■ **WORK TASK A**
List every section heading in the passage on the entanglement experiment below.
■ **WORK TASK B**
Carry on the passage about the entanglement experiment from the point where it ends.

■ **EXERCISE TEXT**
+===+
Exchanging space and time. To avoid the complication of interleaving measurements into our experiment (shown as gauges in the left panel), we utilize a space-time duality mapping to exchange the roles of space and time. This mapping transforms the 1D circuit (left) into a 2D circuit (right), where the circuit depth (T) now tunes the effective measurement rate.

Trick 2: Overcoming the post-selection bottleneck

Since each combination of measurement outcomes on all of the qubits results in a unique web pattern of entanglement, researchers often use post-selection to examine the details of a particular web. However, because this method is very inefficient, we developed a new “decoding” protocol that compares each instance of the real “web” of entanglement to the same instance in a classical simulation. This avoids post-selection and is sensitive to features that are common to all of the webs. This common feature manifests itself into a combined classical–quantum “order parameter”, akin to the cross-entropy benchmark used in the random circuit sampling used in our beyond-classical demonstration.

This order parameter is calculated by selecting one of the qubits in the system as the “probe” qubit, measuring it, and then using the measurement record of the nearby qubits to classically “decode” what the state of the probe qubit should be. By cross-correlating the measured state of the probe with this “decoded” prediction, we can obtain the entanglement between the probe qubit and the rest of the (unmeasured) qubits. This serves as an order parameter, which is a proxy for determining the entanglement characteristics of the entire web.

In the decoding procedure we choose a “probe” qubit (pink) and classically compute its expected value, conditional on the measurement record of the surrounding qubits (yellow). The order parameter is then calculated by the cross correlation between the measured probe bit and the classically computed value.

Trick 3: Using noise to our advantage

A key feature of the so-called “disentangling phase” — where measurements dominate and entanglement is less widespread — is its insensitivity to noise. We can therefore look at how the probe qubit is affected by noise in the system and use that to differentiate between the two phases. In the disentangling phase, the probe will be sensitive only to local noise that occurs within a particular area near the probe. On the other hand, in the entangling phase, any noise in the system can affect the probe qubit. In this way, we are turning something that is normally seen as a nuisance in experiments into a unique probe of the system.


What we saw

We first studied how the order parameter was affected by noise in each of the two phases. Since each of the qubits is noisy, adding more qubits to the system adds more noise. Remarkably, we indeed found that in the disentangling phase the order parameter is unaffected by adding more qubits to the system. This is because, in this phase, the strands of the web are very short, so the probe qubit is only sensitive to the noise of its nearest qubits. In contrast, we found that in the entangling phase, where the strands of the entanglement web stretch longer, the order parameter is very sensitive to the size of the system, or equivalently, the amount of noise in the system. The transition between these two sharply contrasting behaviors indicates a transition in the entanglement character of the system as the “strength” of measurement is increased.
+===+
(Data entries)
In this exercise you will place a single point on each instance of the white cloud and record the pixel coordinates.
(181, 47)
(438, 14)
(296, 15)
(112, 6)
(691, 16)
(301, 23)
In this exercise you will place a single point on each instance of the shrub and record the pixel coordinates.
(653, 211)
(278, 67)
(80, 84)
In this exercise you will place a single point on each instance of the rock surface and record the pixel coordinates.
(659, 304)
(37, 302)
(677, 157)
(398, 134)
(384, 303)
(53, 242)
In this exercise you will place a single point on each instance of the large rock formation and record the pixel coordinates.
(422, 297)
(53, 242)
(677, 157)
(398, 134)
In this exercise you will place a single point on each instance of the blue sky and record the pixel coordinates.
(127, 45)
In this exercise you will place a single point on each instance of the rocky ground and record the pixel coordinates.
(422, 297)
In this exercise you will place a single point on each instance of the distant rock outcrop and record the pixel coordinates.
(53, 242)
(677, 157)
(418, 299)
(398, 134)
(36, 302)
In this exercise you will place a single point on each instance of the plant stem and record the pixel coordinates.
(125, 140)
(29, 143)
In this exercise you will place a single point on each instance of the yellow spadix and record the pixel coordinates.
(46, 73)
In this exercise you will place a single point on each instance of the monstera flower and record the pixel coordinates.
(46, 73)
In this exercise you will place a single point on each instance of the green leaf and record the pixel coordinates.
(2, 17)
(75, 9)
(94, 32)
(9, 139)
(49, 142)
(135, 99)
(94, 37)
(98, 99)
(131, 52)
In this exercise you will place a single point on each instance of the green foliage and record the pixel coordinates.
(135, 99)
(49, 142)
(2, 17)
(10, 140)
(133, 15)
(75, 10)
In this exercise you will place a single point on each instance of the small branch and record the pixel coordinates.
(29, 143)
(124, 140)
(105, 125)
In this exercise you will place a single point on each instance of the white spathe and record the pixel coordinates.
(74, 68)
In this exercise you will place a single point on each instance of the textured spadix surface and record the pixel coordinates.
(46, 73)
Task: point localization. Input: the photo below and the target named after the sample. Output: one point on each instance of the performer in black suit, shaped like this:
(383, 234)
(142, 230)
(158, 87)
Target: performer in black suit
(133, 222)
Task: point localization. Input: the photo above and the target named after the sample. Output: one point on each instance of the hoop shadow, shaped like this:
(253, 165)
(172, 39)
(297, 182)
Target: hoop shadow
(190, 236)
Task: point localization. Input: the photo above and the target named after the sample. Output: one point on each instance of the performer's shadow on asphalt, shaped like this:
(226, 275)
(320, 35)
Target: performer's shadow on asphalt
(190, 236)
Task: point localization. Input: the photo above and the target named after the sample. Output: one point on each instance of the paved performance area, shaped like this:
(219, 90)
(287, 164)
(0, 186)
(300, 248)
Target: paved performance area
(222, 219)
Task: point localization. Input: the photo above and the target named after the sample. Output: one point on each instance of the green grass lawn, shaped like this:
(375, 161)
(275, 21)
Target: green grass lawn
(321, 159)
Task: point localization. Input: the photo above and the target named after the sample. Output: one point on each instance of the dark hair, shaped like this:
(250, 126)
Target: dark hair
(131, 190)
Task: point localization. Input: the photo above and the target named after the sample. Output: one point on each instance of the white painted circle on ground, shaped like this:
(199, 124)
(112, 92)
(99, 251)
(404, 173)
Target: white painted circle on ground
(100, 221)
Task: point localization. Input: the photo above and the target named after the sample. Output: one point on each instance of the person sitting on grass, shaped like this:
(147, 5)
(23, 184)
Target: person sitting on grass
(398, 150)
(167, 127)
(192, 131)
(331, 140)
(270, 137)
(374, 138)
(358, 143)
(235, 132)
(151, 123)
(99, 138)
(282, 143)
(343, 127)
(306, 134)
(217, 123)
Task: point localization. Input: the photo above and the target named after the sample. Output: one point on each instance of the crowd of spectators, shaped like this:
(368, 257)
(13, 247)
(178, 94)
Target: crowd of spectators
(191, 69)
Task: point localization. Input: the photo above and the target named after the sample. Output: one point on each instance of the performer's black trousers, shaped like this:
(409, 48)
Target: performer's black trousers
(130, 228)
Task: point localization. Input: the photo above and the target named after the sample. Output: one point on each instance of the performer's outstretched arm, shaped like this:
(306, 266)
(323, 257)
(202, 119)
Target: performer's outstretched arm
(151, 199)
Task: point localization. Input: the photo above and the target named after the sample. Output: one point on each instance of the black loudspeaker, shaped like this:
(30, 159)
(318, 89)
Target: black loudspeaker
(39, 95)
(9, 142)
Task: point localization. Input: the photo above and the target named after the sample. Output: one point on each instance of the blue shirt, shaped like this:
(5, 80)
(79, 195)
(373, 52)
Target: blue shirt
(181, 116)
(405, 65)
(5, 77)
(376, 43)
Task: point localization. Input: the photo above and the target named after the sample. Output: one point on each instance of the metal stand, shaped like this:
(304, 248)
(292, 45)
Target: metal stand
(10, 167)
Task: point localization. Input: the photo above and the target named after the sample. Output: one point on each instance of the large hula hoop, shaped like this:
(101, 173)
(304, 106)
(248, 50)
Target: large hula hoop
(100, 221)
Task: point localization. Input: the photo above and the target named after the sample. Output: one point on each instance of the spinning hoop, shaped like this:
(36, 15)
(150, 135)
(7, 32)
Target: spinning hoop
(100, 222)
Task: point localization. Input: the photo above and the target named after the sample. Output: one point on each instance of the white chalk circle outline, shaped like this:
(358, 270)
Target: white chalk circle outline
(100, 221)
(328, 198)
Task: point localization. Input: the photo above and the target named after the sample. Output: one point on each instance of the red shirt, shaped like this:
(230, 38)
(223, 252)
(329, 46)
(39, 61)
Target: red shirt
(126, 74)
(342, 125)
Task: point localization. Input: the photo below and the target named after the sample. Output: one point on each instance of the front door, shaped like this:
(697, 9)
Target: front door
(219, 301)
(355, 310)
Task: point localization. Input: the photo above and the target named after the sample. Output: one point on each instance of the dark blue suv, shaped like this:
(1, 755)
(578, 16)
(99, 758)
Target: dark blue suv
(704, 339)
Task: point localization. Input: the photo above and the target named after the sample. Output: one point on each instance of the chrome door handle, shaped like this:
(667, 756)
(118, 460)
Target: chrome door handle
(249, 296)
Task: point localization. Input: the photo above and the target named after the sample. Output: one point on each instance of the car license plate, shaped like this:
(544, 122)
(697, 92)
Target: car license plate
+===+
■ **ANSWER SECTION A**
Trick 2: Overcoming the post-selection bottleneck
Trick 3: Using noise to our advantage
What we saw

■ **ANSWER SECTION B**
Order parameter vs. gate density (number of entangling operations) for different numbers of qubits. When the number of entangling operations is low, measurements play a larger role in limiting the entanglement across the system. When the number of entangling operations is high, entanglement is widespread, which results in the dependence of the order parameter on system size (inset).

In our experiment, we also demonstrated a novel form of quantum teleportation that arises in the entangling phase. Typically, a specific set of operations are necessary to implement quantum teleportation, but here, the teleportation emerges from the randomness of the non-unitary dynamics. When all qubits, except the probe and another system of far away qubits, are measured, the remaining two systems are strongly entangled with each other. Without measurement, these two systems of qubits would be too far away from each other to know about the existence of each other. With measurements, however, entanglement can be generated faster than the limits typically imposed by locality and causality. This “measurement-induced entanglement” between the qubits (that must also be aided with a classical communications channel) is what allows for quantum teleportation to occur.

Proxy entropy vs. gate density for two far separated subsystems (pink and black qubits) when all other qubits are measured. There is a finite-size crossing at ~0.9. Above this gate density, the probe qubit is entangled with qubits on the opposite side of the system and is a signature of the teleporting phase.

Conclusion

Our experiments demonstrate the effect of measurements on a quantum circuit. We show that by tuning the strength of measurements, we can induce transitions to new phases of quantum entanglement within the system and even generate an emergent form of quantum teleportation. This work could potentially have relevance to quantum computing schemes, where entanglement and measurements both play a role.


Acknowledgements

This work was done while Jesse Hoke was interning at Google from Stanford University. We would like to thank Katie McCormick, our Quantum Science Communicator, for helping to write this blog post.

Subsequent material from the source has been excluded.